Copy each line below that contains the string "stand", counting only matches with the same letter case.
+ + + +
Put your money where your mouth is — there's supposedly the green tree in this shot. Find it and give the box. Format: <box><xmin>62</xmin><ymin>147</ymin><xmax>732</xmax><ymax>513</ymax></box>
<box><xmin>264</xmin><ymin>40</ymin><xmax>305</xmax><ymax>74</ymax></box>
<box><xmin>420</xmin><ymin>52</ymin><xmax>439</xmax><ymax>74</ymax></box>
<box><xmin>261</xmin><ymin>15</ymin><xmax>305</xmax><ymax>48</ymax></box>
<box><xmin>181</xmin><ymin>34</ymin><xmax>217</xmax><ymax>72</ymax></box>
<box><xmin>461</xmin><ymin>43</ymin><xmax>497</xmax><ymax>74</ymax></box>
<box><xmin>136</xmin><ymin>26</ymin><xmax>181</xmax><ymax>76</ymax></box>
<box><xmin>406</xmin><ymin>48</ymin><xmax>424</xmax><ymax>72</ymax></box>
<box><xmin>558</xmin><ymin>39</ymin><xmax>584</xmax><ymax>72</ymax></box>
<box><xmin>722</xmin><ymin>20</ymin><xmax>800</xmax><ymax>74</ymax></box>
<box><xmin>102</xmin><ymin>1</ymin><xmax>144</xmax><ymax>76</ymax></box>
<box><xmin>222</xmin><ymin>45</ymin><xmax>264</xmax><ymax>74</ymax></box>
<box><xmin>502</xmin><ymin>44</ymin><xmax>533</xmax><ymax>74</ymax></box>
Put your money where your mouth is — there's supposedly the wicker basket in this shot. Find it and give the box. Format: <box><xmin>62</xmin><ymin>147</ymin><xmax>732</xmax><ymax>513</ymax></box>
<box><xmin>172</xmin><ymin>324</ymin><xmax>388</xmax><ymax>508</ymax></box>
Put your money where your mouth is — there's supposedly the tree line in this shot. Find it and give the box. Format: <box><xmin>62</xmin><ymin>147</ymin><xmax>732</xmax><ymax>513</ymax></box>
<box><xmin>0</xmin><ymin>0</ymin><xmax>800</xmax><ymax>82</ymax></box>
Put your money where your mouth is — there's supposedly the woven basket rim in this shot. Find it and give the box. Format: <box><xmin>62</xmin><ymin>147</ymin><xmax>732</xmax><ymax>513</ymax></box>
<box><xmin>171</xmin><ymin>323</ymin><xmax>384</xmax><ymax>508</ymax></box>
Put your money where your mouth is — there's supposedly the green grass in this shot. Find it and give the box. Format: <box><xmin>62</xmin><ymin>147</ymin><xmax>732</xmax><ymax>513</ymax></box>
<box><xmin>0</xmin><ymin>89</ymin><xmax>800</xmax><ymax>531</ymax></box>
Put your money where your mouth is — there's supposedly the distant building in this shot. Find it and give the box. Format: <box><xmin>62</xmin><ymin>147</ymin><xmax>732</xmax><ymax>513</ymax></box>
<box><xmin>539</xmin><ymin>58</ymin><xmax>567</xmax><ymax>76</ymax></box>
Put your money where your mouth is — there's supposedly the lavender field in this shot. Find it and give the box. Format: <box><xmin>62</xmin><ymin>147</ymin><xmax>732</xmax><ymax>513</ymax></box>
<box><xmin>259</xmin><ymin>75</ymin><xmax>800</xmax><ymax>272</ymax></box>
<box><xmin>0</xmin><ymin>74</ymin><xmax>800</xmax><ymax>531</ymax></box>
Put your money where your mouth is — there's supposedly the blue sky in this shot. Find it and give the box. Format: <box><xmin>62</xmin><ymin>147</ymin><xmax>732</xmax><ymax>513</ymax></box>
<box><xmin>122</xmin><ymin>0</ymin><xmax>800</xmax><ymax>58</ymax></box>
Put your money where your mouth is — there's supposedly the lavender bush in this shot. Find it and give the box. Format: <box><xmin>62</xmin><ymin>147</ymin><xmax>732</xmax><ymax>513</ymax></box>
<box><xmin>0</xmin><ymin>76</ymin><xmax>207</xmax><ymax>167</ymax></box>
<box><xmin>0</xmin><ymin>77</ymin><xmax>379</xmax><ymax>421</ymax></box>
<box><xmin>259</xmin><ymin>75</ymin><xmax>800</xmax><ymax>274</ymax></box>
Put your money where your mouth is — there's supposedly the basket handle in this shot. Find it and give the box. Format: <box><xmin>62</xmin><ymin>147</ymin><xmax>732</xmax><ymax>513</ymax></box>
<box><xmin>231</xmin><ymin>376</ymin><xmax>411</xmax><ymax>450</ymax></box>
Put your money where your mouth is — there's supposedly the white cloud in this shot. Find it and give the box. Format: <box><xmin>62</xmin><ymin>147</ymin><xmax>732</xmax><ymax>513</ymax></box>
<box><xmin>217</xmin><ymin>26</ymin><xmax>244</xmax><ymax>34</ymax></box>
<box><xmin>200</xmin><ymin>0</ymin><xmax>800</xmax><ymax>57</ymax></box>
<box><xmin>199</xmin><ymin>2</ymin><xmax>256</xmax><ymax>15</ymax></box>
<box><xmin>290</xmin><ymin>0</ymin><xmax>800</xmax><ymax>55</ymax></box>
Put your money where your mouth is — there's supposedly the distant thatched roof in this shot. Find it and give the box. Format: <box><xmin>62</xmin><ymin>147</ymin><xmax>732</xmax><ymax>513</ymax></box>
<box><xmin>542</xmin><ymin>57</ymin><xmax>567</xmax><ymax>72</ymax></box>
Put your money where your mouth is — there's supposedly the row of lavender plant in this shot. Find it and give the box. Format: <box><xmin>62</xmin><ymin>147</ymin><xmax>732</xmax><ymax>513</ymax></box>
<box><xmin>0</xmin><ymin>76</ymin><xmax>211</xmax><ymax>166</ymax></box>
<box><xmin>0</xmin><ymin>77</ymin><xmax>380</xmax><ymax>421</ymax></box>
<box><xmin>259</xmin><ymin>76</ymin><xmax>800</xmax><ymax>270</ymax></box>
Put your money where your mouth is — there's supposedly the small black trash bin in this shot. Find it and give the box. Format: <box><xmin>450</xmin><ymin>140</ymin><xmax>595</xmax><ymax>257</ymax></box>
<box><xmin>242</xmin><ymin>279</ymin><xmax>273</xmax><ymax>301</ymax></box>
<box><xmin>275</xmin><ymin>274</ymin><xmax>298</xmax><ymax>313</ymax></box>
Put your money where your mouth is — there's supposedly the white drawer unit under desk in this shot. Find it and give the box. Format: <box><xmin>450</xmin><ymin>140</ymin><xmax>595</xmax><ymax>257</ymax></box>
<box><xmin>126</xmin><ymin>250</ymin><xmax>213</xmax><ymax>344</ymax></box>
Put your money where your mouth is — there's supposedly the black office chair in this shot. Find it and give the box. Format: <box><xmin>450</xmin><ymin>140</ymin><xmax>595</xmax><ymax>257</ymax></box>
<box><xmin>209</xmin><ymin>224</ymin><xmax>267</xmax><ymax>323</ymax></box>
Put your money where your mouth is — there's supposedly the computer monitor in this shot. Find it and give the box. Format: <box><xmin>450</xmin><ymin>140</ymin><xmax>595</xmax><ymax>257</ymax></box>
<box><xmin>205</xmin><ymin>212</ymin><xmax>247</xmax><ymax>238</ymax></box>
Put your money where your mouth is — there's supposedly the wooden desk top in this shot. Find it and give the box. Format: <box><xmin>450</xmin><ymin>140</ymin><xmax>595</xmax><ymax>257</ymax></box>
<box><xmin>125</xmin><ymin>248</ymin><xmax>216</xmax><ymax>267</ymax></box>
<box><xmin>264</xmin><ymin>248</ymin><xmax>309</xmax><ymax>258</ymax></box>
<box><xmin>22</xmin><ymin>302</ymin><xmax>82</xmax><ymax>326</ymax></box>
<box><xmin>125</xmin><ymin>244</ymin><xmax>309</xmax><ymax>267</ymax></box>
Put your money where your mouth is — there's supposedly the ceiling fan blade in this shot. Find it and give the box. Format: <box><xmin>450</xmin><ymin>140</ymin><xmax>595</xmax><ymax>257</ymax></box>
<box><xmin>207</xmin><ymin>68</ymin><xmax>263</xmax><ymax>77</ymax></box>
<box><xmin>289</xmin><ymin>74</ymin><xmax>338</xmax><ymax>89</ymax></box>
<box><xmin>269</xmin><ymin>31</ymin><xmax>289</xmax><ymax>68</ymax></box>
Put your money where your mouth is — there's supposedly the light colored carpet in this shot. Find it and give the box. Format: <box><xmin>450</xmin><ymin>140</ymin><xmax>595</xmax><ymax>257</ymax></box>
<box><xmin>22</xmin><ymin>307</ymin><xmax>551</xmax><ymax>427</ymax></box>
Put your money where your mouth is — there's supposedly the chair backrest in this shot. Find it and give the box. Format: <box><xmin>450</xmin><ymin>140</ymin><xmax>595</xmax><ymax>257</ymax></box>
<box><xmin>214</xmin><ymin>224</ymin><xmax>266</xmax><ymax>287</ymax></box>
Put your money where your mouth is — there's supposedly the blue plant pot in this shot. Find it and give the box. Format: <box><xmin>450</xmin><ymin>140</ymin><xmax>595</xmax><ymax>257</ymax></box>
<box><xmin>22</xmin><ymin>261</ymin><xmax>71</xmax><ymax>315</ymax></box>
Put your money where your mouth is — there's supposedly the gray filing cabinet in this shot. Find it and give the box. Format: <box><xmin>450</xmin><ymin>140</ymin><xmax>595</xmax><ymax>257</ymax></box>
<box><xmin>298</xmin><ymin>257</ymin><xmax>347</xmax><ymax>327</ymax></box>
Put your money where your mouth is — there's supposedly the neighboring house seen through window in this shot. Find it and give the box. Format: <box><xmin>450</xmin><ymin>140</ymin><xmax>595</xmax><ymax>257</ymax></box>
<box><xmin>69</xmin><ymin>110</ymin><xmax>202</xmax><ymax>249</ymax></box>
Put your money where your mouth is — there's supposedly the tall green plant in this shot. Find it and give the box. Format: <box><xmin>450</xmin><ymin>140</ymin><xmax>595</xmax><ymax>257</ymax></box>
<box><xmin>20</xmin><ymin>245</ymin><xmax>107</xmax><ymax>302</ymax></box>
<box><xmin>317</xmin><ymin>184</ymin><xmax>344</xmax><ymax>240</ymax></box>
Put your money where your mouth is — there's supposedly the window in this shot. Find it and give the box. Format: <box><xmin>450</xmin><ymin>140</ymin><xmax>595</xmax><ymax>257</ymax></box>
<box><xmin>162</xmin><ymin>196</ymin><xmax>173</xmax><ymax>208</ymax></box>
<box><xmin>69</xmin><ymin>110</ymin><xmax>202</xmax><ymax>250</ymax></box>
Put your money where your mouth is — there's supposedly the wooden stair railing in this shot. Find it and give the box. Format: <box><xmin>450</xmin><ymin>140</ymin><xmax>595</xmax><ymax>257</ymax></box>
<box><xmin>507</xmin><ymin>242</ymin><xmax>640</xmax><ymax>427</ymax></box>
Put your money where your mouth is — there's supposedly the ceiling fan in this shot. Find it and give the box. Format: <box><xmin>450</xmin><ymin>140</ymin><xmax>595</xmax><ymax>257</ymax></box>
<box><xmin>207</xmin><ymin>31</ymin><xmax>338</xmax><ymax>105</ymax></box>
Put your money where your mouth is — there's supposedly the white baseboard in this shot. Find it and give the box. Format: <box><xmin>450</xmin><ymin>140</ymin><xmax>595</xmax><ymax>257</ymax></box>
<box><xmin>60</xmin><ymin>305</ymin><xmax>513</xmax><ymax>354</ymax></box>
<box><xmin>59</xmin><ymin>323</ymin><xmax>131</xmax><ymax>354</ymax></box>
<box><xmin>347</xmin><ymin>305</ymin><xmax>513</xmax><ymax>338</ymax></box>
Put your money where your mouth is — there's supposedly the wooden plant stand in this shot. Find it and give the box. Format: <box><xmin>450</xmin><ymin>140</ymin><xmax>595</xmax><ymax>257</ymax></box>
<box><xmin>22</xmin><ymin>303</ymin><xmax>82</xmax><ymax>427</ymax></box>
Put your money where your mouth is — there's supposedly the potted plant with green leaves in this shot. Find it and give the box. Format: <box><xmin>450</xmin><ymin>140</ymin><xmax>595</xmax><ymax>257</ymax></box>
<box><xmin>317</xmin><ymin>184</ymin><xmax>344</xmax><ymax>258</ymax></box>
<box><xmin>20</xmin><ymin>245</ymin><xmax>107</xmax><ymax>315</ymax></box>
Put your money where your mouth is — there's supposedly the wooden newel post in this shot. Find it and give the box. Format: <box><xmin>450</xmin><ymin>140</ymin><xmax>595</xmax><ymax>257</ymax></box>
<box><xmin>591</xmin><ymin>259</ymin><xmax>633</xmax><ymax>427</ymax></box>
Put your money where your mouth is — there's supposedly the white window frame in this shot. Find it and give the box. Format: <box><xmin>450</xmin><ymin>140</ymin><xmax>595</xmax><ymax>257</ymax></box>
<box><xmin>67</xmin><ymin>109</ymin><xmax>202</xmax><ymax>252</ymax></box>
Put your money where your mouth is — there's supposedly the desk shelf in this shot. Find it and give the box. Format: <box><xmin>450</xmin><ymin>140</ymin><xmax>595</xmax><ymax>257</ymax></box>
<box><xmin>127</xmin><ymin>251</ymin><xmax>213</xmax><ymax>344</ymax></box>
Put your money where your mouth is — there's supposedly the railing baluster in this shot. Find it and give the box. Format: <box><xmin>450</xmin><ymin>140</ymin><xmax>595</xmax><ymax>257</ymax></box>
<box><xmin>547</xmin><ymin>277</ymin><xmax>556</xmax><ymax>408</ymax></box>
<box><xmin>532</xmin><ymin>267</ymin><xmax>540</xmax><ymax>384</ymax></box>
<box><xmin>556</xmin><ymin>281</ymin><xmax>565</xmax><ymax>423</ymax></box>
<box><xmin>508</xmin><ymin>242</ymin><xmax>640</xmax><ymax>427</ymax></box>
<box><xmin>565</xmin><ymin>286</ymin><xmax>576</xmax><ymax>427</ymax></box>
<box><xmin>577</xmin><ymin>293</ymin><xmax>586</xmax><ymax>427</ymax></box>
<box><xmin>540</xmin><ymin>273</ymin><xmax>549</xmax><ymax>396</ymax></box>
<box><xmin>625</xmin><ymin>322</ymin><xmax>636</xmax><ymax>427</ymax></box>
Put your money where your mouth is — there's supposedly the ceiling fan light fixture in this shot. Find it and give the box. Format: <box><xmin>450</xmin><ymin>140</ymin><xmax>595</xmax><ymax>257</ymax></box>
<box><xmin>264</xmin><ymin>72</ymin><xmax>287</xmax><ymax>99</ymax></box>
+ + + +
Exercise response:
Put your money where your mouth is — there's supposedly the wooden plant stand in this shot. Find it and give the box. Format: <box><xmin>450</xmin><ymin>140</ymin><xmax>595</xmax><ymax>257</ymax></box>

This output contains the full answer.